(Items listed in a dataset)

## Start

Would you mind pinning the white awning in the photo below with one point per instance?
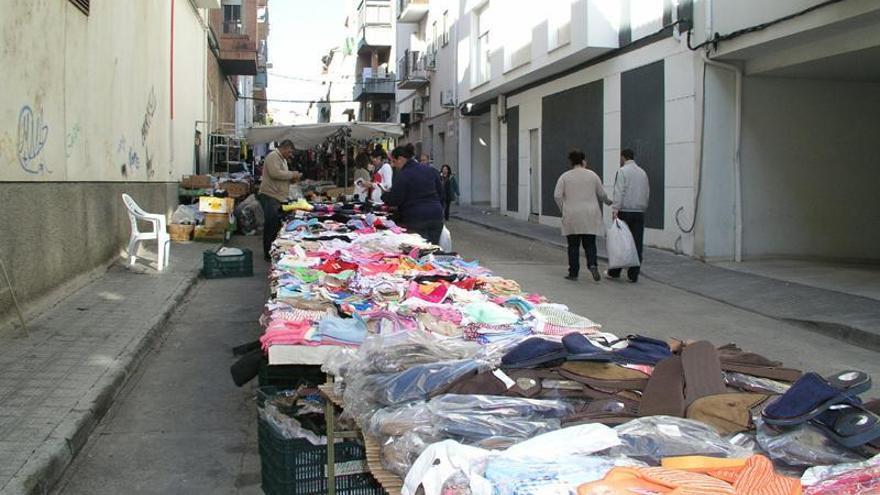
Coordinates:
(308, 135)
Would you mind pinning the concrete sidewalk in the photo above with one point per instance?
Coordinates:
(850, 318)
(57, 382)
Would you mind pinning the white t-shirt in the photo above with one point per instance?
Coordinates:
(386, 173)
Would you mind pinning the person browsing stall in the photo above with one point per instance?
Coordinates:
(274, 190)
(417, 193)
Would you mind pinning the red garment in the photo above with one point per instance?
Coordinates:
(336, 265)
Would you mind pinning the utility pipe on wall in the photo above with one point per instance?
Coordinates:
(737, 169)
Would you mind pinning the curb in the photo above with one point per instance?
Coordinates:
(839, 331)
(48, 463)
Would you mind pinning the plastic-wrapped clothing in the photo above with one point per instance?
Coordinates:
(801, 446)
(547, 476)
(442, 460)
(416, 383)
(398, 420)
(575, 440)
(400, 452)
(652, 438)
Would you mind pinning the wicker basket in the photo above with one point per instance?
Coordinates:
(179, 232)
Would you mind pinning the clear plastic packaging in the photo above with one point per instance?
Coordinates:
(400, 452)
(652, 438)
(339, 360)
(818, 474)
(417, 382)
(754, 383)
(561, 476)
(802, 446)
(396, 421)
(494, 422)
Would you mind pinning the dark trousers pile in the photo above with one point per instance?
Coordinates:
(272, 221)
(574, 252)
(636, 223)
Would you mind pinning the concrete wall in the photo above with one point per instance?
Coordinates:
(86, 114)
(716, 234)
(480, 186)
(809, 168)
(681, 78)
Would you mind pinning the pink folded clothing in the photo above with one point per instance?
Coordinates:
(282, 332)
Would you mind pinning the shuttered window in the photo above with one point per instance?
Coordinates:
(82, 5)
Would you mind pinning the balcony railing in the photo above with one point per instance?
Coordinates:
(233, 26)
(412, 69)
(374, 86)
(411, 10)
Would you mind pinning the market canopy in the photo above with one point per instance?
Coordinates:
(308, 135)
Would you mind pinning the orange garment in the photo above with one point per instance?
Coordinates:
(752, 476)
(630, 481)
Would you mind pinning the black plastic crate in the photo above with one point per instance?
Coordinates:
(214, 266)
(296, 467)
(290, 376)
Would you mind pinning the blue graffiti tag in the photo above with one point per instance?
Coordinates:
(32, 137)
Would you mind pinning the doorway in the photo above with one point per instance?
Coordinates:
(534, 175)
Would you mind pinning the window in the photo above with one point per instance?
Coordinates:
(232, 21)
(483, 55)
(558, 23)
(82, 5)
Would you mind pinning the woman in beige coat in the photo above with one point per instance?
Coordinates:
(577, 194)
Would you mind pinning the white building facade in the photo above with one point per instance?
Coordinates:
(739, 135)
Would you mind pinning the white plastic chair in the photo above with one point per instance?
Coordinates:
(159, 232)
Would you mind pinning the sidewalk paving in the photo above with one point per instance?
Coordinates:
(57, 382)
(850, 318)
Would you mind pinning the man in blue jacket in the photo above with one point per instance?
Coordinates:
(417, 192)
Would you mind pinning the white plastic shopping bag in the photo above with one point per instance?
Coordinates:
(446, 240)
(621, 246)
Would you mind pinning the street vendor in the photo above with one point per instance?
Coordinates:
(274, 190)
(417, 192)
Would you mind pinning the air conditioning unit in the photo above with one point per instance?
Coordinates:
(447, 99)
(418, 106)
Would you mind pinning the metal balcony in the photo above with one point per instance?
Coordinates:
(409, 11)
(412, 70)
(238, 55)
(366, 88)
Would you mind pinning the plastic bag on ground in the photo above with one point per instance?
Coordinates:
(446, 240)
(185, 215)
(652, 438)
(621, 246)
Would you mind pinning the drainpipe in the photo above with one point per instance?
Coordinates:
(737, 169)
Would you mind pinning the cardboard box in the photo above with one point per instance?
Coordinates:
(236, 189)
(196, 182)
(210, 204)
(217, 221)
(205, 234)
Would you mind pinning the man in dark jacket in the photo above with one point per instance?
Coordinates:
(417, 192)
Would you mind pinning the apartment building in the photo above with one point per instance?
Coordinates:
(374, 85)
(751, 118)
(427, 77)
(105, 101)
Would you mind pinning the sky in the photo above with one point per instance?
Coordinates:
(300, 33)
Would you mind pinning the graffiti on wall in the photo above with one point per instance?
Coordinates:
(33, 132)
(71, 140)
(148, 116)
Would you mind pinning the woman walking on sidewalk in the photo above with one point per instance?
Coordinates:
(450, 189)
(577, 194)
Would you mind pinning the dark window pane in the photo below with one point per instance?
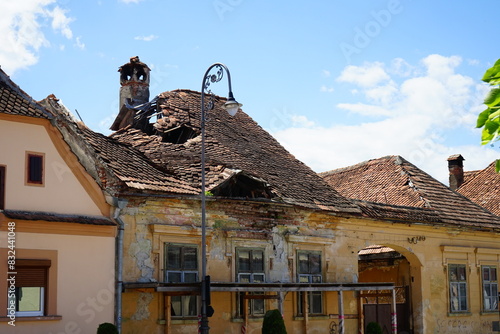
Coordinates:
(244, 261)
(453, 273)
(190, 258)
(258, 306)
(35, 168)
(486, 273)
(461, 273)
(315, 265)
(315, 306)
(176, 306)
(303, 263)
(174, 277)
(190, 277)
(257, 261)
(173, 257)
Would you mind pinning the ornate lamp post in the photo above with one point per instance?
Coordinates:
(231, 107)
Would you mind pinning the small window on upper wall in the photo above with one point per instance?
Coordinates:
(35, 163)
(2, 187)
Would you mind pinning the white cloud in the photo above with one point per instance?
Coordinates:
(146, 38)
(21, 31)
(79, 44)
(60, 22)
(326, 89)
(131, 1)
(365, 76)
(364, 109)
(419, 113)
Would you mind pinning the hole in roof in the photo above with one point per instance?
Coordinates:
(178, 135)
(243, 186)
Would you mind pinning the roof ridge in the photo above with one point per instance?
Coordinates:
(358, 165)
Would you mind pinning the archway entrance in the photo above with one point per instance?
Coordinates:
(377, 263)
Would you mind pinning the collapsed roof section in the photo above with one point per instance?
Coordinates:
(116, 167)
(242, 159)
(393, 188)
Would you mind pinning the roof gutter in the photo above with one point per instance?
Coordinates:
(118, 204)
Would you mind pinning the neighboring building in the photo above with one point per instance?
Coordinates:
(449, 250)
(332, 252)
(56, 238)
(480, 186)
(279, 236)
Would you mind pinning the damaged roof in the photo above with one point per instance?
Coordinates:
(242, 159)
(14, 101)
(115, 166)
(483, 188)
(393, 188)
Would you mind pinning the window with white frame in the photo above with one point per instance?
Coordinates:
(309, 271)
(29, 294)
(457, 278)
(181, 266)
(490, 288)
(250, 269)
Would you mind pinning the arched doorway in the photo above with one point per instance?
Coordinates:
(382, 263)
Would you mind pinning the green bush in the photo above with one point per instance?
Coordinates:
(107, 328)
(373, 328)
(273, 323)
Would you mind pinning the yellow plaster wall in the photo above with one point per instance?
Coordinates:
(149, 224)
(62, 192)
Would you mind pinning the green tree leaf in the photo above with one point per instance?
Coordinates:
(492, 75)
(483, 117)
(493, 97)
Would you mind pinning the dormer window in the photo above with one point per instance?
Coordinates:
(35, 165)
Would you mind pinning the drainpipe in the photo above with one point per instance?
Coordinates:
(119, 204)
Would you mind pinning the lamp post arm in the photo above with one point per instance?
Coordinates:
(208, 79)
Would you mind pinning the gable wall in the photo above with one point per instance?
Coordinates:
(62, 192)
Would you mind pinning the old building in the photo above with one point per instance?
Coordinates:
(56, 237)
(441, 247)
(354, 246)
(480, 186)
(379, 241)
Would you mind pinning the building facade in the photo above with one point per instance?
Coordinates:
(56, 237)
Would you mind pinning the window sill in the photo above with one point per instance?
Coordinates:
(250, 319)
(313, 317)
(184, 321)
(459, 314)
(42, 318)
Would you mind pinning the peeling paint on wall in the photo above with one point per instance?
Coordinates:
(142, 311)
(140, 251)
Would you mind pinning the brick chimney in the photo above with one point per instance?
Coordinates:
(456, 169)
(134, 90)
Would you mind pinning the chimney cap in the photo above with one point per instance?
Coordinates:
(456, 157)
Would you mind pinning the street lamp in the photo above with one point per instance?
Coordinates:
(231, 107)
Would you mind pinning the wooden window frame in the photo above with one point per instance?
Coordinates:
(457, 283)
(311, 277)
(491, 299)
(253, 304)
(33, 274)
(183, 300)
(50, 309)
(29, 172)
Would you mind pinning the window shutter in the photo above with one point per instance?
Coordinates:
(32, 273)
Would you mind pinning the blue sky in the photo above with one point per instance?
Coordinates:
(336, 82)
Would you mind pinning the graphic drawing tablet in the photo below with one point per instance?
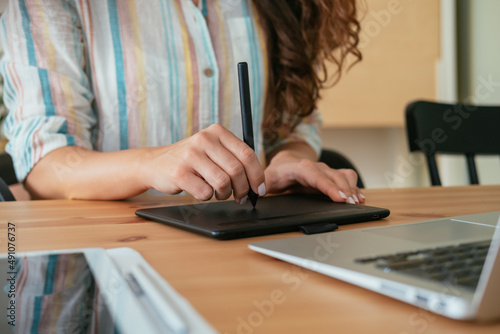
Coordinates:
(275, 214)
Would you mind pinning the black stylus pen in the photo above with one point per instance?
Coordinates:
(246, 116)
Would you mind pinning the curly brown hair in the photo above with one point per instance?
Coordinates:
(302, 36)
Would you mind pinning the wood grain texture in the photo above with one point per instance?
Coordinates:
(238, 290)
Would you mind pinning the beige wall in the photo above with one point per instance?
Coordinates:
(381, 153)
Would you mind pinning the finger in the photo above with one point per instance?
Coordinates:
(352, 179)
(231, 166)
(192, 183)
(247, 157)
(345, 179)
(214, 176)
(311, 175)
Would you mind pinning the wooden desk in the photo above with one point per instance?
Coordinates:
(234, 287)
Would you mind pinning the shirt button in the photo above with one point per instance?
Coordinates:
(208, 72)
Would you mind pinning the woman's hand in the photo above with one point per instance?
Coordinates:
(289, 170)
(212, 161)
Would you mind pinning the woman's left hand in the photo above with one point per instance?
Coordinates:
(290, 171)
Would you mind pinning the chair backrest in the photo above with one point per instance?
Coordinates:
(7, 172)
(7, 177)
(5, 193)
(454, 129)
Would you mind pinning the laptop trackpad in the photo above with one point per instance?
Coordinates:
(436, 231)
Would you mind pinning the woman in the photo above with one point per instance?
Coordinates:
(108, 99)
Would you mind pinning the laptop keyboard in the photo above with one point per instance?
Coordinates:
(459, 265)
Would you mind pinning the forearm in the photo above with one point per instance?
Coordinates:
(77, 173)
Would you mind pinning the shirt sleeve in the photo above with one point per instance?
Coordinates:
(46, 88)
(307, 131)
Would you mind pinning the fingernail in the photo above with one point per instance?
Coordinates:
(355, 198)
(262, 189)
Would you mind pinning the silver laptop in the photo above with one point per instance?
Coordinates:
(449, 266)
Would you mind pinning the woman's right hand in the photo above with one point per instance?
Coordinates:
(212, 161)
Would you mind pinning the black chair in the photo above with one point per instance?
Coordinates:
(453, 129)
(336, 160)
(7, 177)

## End

* _Problem details_: Print from the line containing "Would you mind pinning the forearm" to the last line above, exactly as written.

* _Task solution_:
Would you mind pinning the forearm in the photo above with one point per instance?
Coordinates:
(77, 173)
Would you mind pinning the shirt sleeve in the photo above with one point per instance?
Coordinates:
(46, 88)
(307, 131)
Would you mind pinning the fingernail in the photo above with one point per instance?
Coordinates:
(355, 198)
(262, 189)
Would you mind pinning the silver laptop in the photo above with one point per instance?
Coordinates:
(449, 266)
Would you mind pinning the woman's right hand in the photo above with one point per instance?
Coordinates:
(212, 161)
Would you mind pinning the black chair in the photo above with one point per instance?
Coordinates:
(453, 129)
(336, 160)
(7, 177)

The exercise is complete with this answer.